── Entries ──

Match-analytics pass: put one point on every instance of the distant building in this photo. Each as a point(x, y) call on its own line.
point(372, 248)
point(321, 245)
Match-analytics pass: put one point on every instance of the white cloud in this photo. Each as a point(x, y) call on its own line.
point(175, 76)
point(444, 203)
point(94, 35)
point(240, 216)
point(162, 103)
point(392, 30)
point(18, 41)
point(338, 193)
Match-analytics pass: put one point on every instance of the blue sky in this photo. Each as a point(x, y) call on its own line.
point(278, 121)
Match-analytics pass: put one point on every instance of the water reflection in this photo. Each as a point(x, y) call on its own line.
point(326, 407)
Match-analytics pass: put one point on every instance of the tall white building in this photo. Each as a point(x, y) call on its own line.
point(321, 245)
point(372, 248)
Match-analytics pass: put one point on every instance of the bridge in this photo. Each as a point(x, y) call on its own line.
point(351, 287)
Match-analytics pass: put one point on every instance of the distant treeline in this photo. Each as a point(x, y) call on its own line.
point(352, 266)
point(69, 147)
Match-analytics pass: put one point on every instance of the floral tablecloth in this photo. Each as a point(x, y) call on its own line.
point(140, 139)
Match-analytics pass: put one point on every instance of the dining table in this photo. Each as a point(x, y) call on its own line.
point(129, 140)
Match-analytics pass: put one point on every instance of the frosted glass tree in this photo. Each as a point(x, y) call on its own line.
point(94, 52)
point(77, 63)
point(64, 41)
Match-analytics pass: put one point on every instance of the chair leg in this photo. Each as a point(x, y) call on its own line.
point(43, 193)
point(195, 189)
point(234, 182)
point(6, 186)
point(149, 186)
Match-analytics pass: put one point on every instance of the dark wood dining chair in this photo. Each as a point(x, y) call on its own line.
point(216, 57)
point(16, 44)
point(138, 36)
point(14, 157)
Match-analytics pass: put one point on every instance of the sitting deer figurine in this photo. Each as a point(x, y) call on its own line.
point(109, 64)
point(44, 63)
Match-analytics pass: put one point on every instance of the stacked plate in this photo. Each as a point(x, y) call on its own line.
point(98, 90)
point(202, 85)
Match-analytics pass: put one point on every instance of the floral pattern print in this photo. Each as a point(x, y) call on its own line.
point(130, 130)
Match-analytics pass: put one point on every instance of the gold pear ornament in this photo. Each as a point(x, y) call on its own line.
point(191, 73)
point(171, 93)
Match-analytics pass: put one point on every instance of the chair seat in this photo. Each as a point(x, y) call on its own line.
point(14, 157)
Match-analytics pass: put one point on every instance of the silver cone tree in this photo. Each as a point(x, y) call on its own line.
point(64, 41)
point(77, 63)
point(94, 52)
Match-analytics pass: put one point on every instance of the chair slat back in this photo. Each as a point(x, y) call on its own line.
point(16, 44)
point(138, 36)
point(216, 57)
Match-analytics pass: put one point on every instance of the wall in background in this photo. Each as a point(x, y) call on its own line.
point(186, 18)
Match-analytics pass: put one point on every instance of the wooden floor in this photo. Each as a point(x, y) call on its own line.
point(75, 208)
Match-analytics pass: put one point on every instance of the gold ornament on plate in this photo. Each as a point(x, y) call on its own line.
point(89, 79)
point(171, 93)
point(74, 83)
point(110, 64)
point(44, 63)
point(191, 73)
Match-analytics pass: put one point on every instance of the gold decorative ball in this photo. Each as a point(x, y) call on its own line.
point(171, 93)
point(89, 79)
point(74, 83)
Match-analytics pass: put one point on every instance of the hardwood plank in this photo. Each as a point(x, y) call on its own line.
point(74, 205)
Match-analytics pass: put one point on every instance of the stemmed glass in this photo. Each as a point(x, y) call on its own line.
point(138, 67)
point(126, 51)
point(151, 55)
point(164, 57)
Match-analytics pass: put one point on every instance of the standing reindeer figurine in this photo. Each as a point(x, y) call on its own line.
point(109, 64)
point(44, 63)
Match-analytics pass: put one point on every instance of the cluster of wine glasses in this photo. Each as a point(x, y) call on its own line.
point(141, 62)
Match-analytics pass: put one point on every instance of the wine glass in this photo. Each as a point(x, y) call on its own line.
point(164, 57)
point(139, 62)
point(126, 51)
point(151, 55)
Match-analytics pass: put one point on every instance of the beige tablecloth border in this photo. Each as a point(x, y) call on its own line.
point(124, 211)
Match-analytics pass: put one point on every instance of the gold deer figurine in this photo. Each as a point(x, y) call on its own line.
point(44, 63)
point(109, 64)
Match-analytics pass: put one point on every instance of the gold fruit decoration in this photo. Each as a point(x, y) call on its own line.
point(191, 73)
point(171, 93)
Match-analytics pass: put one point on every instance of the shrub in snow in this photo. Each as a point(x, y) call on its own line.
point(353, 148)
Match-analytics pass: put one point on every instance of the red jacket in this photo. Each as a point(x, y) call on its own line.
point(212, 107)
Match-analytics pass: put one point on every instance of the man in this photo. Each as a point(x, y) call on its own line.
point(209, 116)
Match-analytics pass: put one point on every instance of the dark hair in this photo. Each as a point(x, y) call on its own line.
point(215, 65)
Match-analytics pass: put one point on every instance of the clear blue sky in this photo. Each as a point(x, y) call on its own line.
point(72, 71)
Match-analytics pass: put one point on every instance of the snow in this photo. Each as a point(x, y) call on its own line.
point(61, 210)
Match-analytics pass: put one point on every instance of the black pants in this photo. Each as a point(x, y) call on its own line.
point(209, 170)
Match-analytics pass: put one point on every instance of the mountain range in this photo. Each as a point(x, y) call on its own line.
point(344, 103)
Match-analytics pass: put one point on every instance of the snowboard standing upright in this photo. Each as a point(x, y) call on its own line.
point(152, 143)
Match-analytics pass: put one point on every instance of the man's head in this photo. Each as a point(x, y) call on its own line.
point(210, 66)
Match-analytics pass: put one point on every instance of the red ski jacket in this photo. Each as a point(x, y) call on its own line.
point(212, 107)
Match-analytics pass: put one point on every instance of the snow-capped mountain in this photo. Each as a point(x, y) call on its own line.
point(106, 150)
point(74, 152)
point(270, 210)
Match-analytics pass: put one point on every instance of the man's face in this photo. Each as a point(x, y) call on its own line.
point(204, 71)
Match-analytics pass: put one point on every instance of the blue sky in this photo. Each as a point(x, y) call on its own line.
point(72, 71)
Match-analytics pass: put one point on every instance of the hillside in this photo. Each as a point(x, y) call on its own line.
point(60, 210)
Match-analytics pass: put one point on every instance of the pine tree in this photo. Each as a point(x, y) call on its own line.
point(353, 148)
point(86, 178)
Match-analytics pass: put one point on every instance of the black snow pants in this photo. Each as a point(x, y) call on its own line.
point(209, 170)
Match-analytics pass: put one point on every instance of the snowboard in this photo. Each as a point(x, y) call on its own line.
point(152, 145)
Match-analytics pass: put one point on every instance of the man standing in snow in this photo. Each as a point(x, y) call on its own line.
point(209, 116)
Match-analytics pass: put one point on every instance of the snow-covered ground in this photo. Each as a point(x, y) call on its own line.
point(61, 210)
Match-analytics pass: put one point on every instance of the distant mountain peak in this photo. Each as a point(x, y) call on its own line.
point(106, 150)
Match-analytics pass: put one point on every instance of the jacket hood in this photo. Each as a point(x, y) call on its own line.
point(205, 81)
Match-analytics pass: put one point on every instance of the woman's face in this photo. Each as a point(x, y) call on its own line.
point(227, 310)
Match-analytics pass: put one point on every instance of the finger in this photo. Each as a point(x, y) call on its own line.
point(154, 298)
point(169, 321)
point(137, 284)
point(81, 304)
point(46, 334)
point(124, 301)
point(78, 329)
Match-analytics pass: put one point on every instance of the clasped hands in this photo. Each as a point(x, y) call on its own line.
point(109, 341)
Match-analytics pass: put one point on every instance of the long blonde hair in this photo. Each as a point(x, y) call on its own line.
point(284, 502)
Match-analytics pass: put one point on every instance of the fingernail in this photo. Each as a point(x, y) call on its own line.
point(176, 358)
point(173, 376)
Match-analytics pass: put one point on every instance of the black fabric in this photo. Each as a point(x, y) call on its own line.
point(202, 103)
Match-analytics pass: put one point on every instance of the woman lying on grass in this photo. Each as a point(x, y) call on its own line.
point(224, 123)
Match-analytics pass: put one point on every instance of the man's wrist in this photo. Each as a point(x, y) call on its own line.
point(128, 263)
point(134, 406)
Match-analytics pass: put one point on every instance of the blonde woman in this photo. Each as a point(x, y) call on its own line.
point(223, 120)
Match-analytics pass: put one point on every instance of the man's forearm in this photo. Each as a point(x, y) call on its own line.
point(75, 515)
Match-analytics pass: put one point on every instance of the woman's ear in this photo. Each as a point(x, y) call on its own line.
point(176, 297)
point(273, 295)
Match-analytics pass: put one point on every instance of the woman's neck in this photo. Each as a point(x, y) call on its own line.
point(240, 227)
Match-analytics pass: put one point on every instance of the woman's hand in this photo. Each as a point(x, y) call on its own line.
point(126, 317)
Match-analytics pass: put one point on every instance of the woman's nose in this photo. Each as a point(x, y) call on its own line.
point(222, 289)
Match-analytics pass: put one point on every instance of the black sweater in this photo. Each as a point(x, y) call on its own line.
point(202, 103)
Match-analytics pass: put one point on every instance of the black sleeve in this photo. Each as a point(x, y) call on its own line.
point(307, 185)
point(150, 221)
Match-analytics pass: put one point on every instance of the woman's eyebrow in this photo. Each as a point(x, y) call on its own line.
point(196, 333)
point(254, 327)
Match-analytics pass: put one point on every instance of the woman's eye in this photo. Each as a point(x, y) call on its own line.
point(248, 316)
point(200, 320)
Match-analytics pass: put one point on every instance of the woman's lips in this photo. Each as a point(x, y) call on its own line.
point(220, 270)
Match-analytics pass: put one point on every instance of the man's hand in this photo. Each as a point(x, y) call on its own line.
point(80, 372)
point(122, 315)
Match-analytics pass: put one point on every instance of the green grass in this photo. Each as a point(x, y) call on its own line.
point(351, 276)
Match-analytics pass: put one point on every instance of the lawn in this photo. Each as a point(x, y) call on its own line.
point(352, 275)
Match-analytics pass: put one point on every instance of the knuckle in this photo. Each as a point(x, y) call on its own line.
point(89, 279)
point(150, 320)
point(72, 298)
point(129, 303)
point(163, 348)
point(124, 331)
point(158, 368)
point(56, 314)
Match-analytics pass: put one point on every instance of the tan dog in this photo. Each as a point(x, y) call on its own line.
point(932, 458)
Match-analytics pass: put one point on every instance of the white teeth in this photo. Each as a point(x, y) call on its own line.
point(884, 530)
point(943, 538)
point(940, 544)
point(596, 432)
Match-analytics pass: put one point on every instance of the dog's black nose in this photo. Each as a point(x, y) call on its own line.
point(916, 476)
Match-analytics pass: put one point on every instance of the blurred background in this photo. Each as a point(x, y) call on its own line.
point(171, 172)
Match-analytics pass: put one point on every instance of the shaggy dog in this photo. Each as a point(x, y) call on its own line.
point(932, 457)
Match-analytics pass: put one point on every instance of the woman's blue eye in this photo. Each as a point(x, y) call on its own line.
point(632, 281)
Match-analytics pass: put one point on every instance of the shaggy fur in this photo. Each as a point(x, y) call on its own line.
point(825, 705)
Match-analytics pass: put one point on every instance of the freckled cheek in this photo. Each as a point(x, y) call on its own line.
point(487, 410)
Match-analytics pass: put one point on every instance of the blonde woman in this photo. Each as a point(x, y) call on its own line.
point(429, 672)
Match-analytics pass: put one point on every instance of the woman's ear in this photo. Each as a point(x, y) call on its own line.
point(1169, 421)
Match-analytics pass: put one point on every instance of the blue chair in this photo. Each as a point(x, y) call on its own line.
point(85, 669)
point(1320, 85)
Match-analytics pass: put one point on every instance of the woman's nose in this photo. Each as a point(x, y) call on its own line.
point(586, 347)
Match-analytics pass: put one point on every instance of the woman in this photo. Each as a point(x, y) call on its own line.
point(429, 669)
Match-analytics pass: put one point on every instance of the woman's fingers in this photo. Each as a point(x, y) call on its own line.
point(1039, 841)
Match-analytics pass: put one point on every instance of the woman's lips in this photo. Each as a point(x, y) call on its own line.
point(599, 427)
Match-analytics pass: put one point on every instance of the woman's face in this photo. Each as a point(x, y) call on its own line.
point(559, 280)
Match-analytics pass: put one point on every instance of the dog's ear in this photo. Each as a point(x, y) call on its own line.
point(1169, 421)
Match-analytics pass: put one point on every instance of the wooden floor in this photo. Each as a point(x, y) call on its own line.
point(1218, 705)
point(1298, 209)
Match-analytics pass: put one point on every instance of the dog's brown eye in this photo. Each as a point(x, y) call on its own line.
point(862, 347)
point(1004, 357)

───

→ **Exercise**
Quote the material verbatim, beginning at the line that contains "the red ski" and stopping after the line that contains "point(204, 71)".

→ **Response to the task**
Match-analytics pass: put one point on every instance of the red ski jacket in this photo. Each as a point(x, y) call on its own line.
point(212, 107)
Match-analytics pass: put one point on every instance of the snow-capped mountain in this photo. Each as a point(x, y) call on its own line.
point(106, 150)
point(74, 152)
point(270, 210)
Match-analytics pass: put one point on every instance of the man's face in this photo. Each as a point(x, y) call on its own line.
point(204, 71)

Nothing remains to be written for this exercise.